Design a solution that factors in both of your needs. In some cases where you’re willing to adjust a lot for your partner’s happiness, you can create an option where one spouse gets everything they asked for. In other situations where both of you need extra help achieving what you want, you two can meet each other half-way. Lastly, you both might not change a pattern at all. In that scenario, you both can learn about what really matters to the other partner. Celebrate your marriage as a way to express your generosity. A 100% compromise would look like: “Okay. I’d prefer a simple lawn that’s easy to deal with. However, if you agree to do the yardwork, we can have a rose garden.” A 50% compromise would look like: “I don’t want you to light wax candles in the bedroom, but you can decorate with LED candles.” A 0% compromise would look like: “Your friends are really rowdy when they come over on Friday, but it’s important for you to have a social life, so you don’t have to change a thing.”

Wait a while before you bring up a topic again.

Wait up to 6 months to talk about hot-button issues again. It’s a great conflict management strategy to step away from emotionally charged subjects. To give yourselves time to let the issue sit, decide on a clear period of time, like a few weeks or several months. You and your husband will have a wonderful opportunity to bond and connect with each other instead. Either you’ll both learn that the topic you disagreed about wasn’t a big deal at all, or you’ll come back to it with a lot more patience. “Let’s table this discussion for a couple of weeks. My main focus is to feel close again!” “Moving would be a huge transition. Let’s put any big decisions off for a few months.” “Let’s just use the holidays to bond, okay? We can talk about that after New Year’s.”

Reach out to a couples counselor.

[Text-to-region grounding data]
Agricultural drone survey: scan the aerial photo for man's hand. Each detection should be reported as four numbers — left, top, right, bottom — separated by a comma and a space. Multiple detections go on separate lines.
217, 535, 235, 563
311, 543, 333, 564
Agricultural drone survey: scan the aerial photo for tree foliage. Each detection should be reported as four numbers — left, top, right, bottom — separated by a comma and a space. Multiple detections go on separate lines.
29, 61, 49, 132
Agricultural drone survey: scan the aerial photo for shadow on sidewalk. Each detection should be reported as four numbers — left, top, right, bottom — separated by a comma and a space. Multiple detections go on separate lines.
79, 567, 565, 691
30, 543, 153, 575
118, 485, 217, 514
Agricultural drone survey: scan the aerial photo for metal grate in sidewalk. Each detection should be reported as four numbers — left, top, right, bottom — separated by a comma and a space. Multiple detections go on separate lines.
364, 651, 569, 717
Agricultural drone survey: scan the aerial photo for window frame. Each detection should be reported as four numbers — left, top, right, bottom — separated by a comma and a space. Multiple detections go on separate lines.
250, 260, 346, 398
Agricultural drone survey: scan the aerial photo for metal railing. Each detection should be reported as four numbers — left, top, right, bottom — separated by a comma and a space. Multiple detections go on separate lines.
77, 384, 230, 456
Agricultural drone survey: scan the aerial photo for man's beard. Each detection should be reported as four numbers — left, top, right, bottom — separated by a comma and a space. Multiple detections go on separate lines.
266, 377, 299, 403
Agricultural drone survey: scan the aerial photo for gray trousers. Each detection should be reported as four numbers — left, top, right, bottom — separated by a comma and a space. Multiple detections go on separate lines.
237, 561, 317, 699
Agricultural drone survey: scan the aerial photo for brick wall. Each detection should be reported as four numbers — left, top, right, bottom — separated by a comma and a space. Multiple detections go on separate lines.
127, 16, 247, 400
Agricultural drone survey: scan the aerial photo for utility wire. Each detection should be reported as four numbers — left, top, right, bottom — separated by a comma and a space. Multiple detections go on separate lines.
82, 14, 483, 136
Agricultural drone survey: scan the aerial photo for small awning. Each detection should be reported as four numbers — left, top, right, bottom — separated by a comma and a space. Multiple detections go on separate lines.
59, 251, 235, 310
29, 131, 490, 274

▶ [To do]:
**a)** In the marriage advice text, how long does it say to wait before talking about hot-button issues again?
**b)** Switch "husband" to "wife" in the marriage advice text, and give the passage from "Wait a while" up to and including "a couples counselor.".
**c)** Resume the marriage advice text after its last line.

▶ [Exercise answers]:
**a)** Up to 6 months.

**b)**
Wait a while before you bring up a topic again.

Wait up to 6 months to talk about hot-button issues again. It’s a great conflict management strategy to step away from emotionally charged subjects. To give yourselves time to let the issue sit, decide on a clear period of time, like a few weeks or several months. You and your wife will have a wonderful opportunity to bond and connect with each other instead. Either you’ll both learn that the topic you disagreed about wasn’t a big deal at all, or you’ll come back to it with a lot more patience. “Let’s table this discussion for a couple of weeks. My main focus is to feel close again!” “Moving would be a huge transition. Let’s put any big decisions off for a few months.” “Let’s just use the holidays to bond, okay? We can talk about that after New Year’s.”

Reach out to a couples counselor.

**c)**
Schedule a session where a third party can offer impartial support. Search for a licensed professional together and find one who is ideal for both of you. Attend your appointments together so you both can learn about your styles of communication. In order to get honest feedback from your counselor, talk openly about any disagreements in your marriage. To get the most out of your sessions, you and your husband should finish any activities or “homework” your counselor recommends. You’ll both learn new communication tools backed by lots of research and experience. Talk about a budget and a time investment that you both find fair. Share how much money you’re both willing to spend on couples counseling and how many sessions you both want. You both can supplement couples counseling with sessions you attend alone.

Revisit an issue with a fresh perspective.

After waiting to talk, come back together and discuss how you feel. Ask your husband to sit down with you and reconnect. If you just waited for a few months, check in and see if the time off from the disagreement was helpful. If you both attended couples counseling, ask if he feels supported or relieved. Share what you’ve learned after a period of reflection. By following up with each other, you both say your marriage is important and that you’re patient with it. “You know, after all these months, I’ve decided I’m totally okay with moving.” “It’s been really fun taking time off to bond with you. I still feel strongly about having a lot of alone time, but now I know we should prioritize date nights, too.” “I’m really glad we went to that counselor. I really like what they said about talking about our patterns. Now, I know to tell you when I’m stressed with work.”

Say you’re grateful for him.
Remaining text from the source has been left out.